— Begin —
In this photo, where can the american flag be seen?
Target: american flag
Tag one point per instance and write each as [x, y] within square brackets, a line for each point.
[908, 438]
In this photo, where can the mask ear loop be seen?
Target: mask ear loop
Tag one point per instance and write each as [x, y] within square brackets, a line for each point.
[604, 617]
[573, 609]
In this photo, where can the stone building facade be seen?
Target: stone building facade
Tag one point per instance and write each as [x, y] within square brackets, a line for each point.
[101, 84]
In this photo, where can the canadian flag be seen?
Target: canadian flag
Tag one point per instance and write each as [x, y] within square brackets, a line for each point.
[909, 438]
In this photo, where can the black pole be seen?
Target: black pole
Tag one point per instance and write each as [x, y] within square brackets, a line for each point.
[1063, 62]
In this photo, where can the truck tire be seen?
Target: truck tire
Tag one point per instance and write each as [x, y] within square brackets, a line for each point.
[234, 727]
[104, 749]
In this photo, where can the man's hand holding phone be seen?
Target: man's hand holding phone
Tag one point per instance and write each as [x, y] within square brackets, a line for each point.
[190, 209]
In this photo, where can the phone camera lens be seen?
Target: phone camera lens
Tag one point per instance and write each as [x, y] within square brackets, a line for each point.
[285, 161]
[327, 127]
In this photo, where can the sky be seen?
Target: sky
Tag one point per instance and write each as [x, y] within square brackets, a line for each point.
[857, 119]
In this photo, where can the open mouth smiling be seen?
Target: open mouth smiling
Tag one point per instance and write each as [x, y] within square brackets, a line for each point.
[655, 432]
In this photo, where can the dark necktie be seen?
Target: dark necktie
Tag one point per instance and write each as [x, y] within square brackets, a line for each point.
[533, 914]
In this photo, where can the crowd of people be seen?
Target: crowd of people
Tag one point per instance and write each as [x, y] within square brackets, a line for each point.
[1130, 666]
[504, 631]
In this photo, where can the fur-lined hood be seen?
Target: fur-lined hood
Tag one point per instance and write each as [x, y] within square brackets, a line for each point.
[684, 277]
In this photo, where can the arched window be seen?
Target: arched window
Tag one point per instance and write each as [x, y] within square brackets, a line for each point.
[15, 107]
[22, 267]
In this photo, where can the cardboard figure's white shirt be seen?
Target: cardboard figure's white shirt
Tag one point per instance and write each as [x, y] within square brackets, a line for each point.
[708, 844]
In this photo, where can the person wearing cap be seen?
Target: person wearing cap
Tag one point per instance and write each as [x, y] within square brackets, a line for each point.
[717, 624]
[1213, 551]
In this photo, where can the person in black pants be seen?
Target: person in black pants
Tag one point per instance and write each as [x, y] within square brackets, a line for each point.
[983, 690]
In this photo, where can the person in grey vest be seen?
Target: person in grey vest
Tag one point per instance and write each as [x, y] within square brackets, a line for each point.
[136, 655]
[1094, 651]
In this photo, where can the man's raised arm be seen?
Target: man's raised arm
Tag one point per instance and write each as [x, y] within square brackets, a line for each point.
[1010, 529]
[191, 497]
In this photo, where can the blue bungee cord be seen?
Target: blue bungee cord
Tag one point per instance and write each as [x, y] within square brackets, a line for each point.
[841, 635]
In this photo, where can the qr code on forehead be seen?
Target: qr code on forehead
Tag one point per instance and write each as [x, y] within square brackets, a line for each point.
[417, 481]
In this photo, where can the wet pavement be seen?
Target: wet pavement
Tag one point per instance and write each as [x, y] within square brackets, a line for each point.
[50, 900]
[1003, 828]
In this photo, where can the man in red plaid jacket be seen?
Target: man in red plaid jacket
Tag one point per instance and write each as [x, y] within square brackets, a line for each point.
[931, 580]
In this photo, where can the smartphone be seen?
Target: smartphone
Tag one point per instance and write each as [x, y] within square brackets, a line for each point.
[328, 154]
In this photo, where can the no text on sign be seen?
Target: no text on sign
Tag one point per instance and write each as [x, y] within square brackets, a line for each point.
— End —
* _Given instruction_:
Give the lines exactly as they stand, from the line with "In this photo, where can the arched" through the end of the material.

* _Finished exercise_:
In this photo, where can the arched window be seen?
Target: arched window
Tag one point per instance and write each as [x, y] within square brackets, a line for each point.
[15, 107]
[22, 267]
In this photo, where can the cardboard figure's white shirt be seen?
Target: cardboard figure's white shirt
Tag one point per instance and write each as [x, y] within square brackets, a line for each point.
[708, 844]
In this photo, where can the person wearing cap be seen?
Target: person wearing cap
Tag one point per instance and write each as [x, y] within square brackets, a line for each point.
[717, 624]
[1213, 551]
In this photo, where can the person in black pants be seen?
Target: person in black pants
Tag one point per instance and write each as [x, y] within square brackets, a line for each point.
[983, 690]
In this photo, where can the person in grey vest be seen?
Target: person in grey vest
Tag one point per instance and write each as [x, y] within square brackets, a line for each point.
[136, 655]
[1094, 651]
In this photo, where can the man's raised arm be seen?
Target: man's raised arm
Tag one point per instance and write each as [x, y] within square brackets, a line for each point.
[1010, 529]
[191, 497]
In this photo, where can the blue bungee cord be seen?
Target: blue bungee cord
Tag one point per instance and write each as [x, y] within square brackets, a line for each point.
[841, 635]
In this photo, where can the qr code on forehead be seen?
Target: qr code on forehead
Tag one point per instance and write each as [x, y] within square brackets, a line for each point.
[417, 481]
In this photo, where can the wet pavement be seen?
Target: wet pavement
Tag one point per instance and write each as [x, y] within square brackets, a line for each point.
[50, 900]
[1003, 828]
In this photo, where can the man in red plaid jacket be seen?
Target: man in red plaid jacket
Tag one point per instance and write each as [x, y] within square brackets, a line for each point.
[931, 580]
In this photo, where can the smartphone be seen?
Target: smartphone
Tag one point per instance and write each as [x, y] within square brackets, a line for each point.
[328, 154]
In this photo, where can the no text on sign be seen?
Target: no text on sign
Tag one point per instance and write each as [x, y] within square brackets, a line for each point.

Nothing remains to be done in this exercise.